(Records in a dataset)
-- BEGIN --

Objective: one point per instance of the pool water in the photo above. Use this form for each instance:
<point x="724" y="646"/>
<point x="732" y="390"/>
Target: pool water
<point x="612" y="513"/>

-- END --

#### [What you will do]
Rewrite every line of the records above, requests included, and multiply each point coordinate in the answers by 1.2, rounding to the nearest whole number with halves rounded up. Leave the numbers in the requests and their format samples as they are.

#### [Exercise result]
Objective: one point per instance of the pool water in the photo above. Use this form for each instance:
<point x="724" y="646"/>
<point x="732" y="390"/>
Target: pool water
<point x="734" y="616"/>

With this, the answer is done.